EXCERPTED TEXT>
LOS ANGELES (CBSLA) — California reported 149 deaths from COVID-19 Tuesday, the highest one-day number of deaths since the pandemic began.

"For those that just think, now people are getting it, no one's dying, that is very misleading," Gov. Gavin Newsom said at his briefing Thursday. "In fact, it's fundamentally untrue."

The previous one-day record of deaths reported in California was 115 deaths reported on April 22, during the height of the outbreak in California.

California has seen an average of 73 deaths over seven days, and both the 14- and 7-day positivity rate for the state is 7.3%, he said.

Newsom held Thursday's briefing at a CalFire facility to urge homeowners to stay alert during peak wildfire season. California has experienced a large increase in wildfire activity already this year, with 4,112 reported from January to July 5, but Newsom said that firefighters across the state have been able to contain them despite the significant increase.

However, many of the inmate hand crews that clear brush before they can catch fire have been hit hard by coronavirus infections, hampering the state's ability to prepare for and prevent wildfires. Out of the 192 crews usually available from the corrections department, only 94 are available this season.

He urged homeowners to create defensible spaces between their homes and brush.

"Just consider up here in Northern California, back to back to back triple-digit days. You can just look in your own backyard, you could see that brush turning brown," he said. "We are now walking right into the thick of firefighting season, wildfire season."

WHAT TO DO>
Please transcribe the part of the article on California's COVID-19 deaths that opens with the words "The previous one-day" and closes with "7.3%, he said.".

SOURCE DATA>
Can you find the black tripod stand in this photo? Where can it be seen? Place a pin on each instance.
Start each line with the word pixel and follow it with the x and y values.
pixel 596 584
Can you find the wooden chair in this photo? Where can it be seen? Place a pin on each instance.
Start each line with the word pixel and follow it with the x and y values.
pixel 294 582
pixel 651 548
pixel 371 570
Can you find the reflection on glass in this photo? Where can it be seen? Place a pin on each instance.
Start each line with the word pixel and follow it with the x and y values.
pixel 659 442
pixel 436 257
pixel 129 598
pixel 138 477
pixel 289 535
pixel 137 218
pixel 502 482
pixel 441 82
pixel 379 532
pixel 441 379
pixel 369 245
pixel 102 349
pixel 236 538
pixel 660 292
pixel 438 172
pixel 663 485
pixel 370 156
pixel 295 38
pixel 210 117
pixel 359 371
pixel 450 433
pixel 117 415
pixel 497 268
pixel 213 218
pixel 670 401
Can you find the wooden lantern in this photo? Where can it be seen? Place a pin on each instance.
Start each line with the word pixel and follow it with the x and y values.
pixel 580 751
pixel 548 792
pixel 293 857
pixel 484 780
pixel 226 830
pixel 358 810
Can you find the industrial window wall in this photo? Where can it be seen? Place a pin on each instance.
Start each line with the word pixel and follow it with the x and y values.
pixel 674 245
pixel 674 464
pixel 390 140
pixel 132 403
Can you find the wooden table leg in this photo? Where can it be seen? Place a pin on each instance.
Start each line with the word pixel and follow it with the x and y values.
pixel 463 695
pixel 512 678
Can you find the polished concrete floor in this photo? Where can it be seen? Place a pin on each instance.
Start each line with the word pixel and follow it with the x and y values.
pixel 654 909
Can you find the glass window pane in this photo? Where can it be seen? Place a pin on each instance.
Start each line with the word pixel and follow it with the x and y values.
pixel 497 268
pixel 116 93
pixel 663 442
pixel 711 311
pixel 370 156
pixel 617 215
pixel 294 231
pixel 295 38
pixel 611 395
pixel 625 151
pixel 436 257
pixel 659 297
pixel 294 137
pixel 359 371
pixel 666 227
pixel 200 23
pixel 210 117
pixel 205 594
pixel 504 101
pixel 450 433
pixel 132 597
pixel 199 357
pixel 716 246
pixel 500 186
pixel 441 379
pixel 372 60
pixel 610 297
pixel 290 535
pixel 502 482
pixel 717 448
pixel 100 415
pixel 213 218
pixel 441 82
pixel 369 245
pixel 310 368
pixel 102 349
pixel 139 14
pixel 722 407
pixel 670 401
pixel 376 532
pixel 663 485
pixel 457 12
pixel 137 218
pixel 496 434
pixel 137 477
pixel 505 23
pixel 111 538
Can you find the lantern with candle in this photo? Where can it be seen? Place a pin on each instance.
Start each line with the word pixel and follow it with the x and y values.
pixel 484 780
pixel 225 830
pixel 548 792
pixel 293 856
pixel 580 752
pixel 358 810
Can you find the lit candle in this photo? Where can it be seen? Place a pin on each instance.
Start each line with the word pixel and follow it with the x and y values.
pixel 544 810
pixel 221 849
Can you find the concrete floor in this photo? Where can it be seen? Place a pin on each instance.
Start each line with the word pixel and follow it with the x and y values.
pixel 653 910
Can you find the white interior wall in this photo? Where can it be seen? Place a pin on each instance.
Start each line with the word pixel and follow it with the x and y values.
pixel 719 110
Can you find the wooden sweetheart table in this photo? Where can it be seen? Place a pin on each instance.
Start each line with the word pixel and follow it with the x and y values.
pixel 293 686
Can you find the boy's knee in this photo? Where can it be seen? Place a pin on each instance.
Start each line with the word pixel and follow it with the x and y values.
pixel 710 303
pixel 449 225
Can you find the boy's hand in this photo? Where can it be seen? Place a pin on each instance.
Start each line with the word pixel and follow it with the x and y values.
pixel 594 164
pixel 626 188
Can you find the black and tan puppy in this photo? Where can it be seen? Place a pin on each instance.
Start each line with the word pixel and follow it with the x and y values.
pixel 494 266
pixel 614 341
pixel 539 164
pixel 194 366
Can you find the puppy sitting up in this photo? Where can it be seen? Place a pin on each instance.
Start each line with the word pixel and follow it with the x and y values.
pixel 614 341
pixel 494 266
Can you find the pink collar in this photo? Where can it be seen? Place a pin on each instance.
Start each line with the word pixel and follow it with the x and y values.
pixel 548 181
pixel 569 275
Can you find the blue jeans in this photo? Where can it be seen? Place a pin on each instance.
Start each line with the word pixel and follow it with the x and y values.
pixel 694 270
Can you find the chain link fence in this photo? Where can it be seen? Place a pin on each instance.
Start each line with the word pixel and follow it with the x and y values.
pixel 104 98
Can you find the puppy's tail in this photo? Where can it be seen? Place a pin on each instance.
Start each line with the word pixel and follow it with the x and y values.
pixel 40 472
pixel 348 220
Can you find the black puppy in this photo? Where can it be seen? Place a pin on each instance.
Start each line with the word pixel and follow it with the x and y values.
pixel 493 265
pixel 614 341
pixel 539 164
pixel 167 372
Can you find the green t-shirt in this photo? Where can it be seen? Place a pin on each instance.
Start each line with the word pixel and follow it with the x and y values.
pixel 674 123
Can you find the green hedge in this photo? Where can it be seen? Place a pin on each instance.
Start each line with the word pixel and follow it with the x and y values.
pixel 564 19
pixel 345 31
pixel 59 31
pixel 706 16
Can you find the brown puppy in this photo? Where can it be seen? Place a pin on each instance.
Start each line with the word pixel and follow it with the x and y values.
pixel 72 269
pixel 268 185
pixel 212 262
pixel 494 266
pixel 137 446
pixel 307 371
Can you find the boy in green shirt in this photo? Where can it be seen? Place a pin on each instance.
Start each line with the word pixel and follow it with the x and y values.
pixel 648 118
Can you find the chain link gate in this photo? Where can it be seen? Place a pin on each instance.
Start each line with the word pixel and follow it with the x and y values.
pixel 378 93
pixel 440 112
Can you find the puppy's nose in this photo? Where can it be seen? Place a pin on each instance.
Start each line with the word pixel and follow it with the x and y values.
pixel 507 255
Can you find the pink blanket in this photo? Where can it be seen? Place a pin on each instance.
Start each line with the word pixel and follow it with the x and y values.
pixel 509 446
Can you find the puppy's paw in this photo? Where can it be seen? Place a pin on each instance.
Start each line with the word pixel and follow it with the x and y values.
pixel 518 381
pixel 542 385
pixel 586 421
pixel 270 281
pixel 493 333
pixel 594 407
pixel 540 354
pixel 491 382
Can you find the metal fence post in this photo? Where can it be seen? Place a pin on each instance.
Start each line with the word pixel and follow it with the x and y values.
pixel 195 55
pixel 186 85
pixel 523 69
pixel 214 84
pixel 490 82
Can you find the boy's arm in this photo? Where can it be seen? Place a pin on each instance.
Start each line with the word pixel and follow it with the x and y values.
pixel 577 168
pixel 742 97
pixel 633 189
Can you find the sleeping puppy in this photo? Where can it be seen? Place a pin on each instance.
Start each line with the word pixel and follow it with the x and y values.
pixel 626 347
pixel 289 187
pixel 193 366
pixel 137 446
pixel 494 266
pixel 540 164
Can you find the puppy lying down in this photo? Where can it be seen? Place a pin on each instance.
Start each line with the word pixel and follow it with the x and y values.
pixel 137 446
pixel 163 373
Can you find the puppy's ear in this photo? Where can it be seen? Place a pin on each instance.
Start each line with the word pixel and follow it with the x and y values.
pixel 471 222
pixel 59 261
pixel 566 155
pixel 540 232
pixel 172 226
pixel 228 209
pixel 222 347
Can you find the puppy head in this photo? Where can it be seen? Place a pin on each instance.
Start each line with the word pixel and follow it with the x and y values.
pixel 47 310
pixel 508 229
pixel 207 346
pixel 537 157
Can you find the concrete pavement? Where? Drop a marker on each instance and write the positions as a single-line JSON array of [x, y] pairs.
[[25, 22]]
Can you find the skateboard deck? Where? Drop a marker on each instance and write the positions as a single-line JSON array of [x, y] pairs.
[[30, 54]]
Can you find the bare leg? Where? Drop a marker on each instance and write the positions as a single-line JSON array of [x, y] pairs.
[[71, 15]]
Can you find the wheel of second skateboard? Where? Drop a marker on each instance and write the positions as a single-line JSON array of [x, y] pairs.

SOLUTION FOR THIS EXERCISE>
The previous one-day record of deaths reported in California was 115 deaths reported on April 22, during the height of the outbreak in California.

California has seen an average of 73 deaths over seven days, and both the 14- and 7-day positivity rate for the state is 7.3%, he said.